[Annotated coordinate rows]
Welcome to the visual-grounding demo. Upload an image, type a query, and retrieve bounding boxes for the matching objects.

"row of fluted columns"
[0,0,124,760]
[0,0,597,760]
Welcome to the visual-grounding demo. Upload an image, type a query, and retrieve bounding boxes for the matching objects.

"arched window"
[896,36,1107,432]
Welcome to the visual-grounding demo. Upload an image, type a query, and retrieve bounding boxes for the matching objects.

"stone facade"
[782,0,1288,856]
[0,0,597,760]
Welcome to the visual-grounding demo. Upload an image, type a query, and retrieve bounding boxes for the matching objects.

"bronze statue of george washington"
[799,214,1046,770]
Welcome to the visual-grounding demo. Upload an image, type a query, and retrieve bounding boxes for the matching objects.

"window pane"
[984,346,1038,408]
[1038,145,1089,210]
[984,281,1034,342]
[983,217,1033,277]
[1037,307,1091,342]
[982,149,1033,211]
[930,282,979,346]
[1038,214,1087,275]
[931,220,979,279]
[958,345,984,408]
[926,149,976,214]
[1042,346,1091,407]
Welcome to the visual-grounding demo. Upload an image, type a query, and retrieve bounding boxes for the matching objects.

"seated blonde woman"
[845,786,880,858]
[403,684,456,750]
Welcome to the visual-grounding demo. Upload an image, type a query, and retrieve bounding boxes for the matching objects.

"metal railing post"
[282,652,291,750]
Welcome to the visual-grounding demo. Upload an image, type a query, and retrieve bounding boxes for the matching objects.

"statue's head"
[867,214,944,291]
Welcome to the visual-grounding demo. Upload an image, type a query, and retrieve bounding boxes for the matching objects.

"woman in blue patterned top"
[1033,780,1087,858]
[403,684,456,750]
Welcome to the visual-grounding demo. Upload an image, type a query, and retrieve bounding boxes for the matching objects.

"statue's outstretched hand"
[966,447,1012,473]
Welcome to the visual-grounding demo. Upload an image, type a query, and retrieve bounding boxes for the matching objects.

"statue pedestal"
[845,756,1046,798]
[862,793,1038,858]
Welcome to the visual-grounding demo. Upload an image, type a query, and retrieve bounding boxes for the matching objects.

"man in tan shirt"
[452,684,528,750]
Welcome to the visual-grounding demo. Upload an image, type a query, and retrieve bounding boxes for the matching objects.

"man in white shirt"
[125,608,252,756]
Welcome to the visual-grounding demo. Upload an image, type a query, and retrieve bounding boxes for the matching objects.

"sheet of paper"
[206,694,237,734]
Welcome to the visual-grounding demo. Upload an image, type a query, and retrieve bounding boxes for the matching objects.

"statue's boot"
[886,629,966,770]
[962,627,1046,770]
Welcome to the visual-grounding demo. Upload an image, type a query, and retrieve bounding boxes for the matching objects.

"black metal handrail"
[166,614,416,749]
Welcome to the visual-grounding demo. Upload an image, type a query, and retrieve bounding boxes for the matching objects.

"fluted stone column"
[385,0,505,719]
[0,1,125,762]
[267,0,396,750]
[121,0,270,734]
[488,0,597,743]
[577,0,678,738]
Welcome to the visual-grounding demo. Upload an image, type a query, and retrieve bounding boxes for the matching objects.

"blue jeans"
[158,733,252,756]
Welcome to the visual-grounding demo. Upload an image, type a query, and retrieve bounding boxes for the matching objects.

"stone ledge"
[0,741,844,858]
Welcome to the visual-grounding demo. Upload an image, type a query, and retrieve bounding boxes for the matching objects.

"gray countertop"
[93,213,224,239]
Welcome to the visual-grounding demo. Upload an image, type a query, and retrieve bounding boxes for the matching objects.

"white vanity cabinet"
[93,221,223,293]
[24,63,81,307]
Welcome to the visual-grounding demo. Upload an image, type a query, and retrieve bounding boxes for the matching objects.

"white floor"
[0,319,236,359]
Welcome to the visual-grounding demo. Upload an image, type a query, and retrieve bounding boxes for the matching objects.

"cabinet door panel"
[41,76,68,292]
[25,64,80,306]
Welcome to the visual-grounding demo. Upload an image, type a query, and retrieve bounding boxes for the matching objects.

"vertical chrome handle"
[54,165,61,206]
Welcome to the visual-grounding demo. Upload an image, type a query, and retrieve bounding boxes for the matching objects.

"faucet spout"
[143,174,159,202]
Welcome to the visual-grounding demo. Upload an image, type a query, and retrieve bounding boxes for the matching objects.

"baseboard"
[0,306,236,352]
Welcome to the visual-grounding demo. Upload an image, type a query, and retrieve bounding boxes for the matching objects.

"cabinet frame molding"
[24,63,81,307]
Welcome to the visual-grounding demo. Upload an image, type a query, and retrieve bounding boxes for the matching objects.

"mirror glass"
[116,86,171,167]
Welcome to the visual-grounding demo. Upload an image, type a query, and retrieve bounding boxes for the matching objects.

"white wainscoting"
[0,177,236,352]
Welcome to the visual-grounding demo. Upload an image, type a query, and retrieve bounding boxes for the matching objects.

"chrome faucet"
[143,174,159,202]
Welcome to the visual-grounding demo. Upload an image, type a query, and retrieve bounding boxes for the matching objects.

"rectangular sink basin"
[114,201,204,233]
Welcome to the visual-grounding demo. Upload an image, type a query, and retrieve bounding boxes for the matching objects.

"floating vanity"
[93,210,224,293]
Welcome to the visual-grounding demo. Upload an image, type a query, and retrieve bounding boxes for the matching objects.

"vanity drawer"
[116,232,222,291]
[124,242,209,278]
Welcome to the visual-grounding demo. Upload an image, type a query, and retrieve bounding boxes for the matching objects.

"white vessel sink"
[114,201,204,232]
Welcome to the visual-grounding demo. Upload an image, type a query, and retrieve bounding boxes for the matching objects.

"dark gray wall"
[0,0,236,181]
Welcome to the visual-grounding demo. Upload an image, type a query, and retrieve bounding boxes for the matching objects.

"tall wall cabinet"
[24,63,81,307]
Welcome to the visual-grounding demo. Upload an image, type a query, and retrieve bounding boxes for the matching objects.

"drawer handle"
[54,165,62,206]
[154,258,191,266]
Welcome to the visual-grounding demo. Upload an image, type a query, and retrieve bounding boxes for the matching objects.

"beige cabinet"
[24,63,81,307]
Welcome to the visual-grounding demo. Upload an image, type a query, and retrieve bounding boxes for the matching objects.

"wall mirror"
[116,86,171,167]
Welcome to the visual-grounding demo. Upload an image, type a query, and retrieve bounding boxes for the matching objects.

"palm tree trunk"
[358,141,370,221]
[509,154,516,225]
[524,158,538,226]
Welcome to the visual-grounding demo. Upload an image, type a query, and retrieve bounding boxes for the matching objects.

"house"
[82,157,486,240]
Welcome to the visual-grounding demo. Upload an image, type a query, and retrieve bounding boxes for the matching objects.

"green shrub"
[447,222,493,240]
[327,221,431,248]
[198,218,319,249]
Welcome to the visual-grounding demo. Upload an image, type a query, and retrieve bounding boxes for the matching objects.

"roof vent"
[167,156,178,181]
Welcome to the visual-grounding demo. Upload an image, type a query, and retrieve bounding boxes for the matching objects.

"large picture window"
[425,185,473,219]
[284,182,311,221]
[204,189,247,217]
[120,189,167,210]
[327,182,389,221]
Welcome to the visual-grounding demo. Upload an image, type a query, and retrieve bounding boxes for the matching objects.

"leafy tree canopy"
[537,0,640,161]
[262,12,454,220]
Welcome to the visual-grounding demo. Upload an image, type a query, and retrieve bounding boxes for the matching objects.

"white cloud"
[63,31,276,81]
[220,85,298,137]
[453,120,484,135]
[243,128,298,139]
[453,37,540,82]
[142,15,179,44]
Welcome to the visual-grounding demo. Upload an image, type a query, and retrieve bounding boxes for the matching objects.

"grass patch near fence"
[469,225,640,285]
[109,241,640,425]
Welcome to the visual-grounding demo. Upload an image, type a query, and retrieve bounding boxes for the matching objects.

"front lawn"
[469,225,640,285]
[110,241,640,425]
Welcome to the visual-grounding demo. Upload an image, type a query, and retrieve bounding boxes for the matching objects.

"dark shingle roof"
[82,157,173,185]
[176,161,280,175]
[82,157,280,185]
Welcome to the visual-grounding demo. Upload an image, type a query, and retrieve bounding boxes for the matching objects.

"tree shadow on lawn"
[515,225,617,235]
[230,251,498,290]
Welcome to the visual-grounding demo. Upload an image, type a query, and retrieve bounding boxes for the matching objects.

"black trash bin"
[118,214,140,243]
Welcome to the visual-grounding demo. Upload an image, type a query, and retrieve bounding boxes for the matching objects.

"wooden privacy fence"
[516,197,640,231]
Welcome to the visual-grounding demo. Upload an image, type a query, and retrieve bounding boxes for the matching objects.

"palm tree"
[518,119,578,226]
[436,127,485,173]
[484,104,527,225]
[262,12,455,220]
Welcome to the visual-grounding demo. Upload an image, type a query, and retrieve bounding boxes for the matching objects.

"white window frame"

» Task statement
Please count the lines in the rows above that contain the string "vanity", treating uppercase and lowercase as different, and reply with the number alone.

» Task answer
3